Data shown:
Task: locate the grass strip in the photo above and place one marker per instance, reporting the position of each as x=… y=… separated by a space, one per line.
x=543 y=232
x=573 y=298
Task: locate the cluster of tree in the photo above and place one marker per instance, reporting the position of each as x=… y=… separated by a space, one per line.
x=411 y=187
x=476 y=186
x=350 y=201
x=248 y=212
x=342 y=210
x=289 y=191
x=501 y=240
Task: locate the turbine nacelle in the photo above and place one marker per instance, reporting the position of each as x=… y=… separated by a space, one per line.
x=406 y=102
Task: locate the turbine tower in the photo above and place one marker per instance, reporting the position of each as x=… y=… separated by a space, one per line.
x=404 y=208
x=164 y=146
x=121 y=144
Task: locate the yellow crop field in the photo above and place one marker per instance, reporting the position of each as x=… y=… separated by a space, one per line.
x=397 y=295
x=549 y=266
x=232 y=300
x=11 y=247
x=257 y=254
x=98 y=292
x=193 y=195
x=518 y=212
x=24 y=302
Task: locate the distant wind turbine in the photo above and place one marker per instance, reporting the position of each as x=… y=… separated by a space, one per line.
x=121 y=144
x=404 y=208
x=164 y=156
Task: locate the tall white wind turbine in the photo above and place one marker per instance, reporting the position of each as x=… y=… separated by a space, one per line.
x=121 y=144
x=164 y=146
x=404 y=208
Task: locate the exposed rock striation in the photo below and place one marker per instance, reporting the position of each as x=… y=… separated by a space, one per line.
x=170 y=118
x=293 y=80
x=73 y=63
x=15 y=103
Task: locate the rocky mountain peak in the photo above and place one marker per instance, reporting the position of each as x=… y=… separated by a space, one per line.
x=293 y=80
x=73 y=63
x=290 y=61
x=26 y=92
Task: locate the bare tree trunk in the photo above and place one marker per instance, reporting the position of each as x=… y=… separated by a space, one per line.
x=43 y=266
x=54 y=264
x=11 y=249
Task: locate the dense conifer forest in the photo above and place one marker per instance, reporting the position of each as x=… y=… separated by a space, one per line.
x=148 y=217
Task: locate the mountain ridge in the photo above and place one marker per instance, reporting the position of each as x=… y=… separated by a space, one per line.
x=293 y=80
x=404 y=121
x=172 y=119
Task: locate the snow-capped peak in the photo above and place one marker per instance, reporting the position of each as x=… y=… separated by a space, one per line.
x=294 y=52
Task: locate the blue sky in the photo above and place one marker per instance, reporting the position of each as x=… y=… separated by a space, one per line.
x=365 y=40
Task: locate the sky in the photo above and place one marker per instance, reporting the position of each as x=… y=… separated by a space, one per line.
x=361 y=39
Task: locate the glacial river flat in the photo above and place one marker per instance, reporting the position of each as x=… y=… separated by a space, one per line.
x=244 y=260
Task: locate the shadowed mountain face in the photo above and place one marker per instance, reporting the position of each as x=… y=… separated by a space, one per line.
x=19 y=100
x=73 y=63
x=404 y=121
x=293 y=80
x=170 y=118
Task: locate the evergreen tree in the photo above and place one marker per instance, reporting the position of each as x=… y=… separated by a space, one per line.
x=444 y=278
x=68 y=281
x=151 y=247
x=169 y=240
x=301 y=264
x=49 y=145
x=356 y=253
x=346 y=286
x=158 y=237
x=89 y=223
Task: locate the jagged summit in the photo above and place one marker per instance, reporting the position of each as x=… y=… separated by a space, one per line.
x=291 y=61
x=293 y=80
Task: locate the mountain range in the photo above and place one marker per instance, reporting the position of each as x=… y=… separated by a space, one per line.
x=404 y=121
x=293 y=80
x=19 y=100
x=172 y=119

Exercise: From the records above, please extract every line and repeat it exactly.

Result of this task:
Task: locate the grass strip in the photo above and place one marker per instance, reporting the position of each as x=… y=… separated by a space, one per line.
x=543 y=232
x=573 y=298
Task: locate the cluster of tree in the photo above and place one marker per instance, reporting the position of each as x=… y=… separated by a space, one per line.
x=411 y=187
x=476 y=186
x=350 y=201
x=248 y=212
x=342 y=210
x=289 y=191
x=501 y=240
Task: locate the turbine nacelle in the photo above and place one marker per instance, reporting the position of each as x=… y=… separated by a space, one per line.
x=406 y=102
Task: locate the turbine tower in the photo above and place one marker per instance, reporting the position of each as x=… y=… separated by a space, one per line.
x=404 y=208
x=164 y=146
x=121 y=144
Task: locate the yellow crop field in the photo above and place one marker per instance, reporting the position of each as x=… y=… separated by a space, one per line.
x=397 y=295
x=549 y=266
x=232 y=300
x=11 y=247
x=257 y=254
x=98 y=292
x=193 y=195
x=518 y=212
x=24 y=302
Task: locate the distant wind turbine in the photo above and place one marker per instance, reporting the position of each as x=… y=… separated by a space, one per line.
x=121 y=144
x=404 y=208
x=164 y=156
Task: locate the tall white wind turbine in the photo above and place one marker per instance, reporting the position of each as x=… y=… separated by a space, one per line.
x=121 y=144
x=164 y=146
x=404 y=208
Task: locate the exposed rock striation in the photo below and place one marker per instance, reporting the position of each as x=… y=… separated by a space, one per line.
x=170 y=118
x=293 y=80
x=73 y=63
x=15 y=103
Task: locate the rocky mountain peak in the photo above and place one marker per instance, reporting the position of each as x=… y=… separated by a space, one per line.
x=293 y=80
x=73 y=63
x=290 y=61
x=26 y=92
Task: locate the bare tree trunk in the photo above and place one marker per instance, reporting the position of each as x=… y=… separated by a space, one per line.
x=43 y=266
x=54 y=264
x=11 y=249
Task: locate the dense conifer forest in the photo above and place one marker per instance, reporting the position of each as x=… y=… separated by a space, one per line.
x=148 y=217
Task: locate the mountain ridge in the photo above and place one marker per instance, reporting the position of each as x=… y=… separated by a space, one per line.
x=293 y=80
x=404 y=121
x=172 y=119
Task: locate the snow-capped peak in the photo above and place one marker per instance, reporting the position of each as x=… y=… separated by a space, one per line.
x=294 y=52
Task: locate the blue sky in the photo above and place one marker per instance, reporting the position of each as x=… y=… separated by a space, one per line.
x=365 y=40
Task: locate the sky in the photo above and place one marker per instance, reporting the position of each as x=… y=… separated by a space, one per line.
x=361 y=39
Task: locate the glacial river flat in the photo above and place one marker per instance, reporting the position of each as x=… y=… separated by a space, one per line.
x=244 y=260
Task: locate the shadowed mountain face in the photo above and place one marker per instance, reporting the position of each as x=… y=… separated by a space, one per line.
x=19 y=100
x=73 y=63
x=404 y=121
x=293 y=80
x=170 y=118
Task: locate the evergreen tree in the photo above and place one marker per instance, reporting the position of each as x=… y=… separated by a space, one per line.
x=444 y=278
x=68 y=281
x=151 y=247
x=169 y=240
x=301 y=264
x=49 y=145
x=356 y=253
x=346 y=286
x=158 y=237
x=89 y=223
Task: locate the jagged summit in the photo above and place one marker per instance, reporting the position of each as x=… y=… separated by a space, one per line.
x=291 y=61
x=293 y=80
Task: locate the mountain range in the photo above and place one marker per instance, reporting the position of each as x=… y=… separated by a space, one per line.
x=404 y=121
x=293 y=80
x=19 y=100
x=172 y=119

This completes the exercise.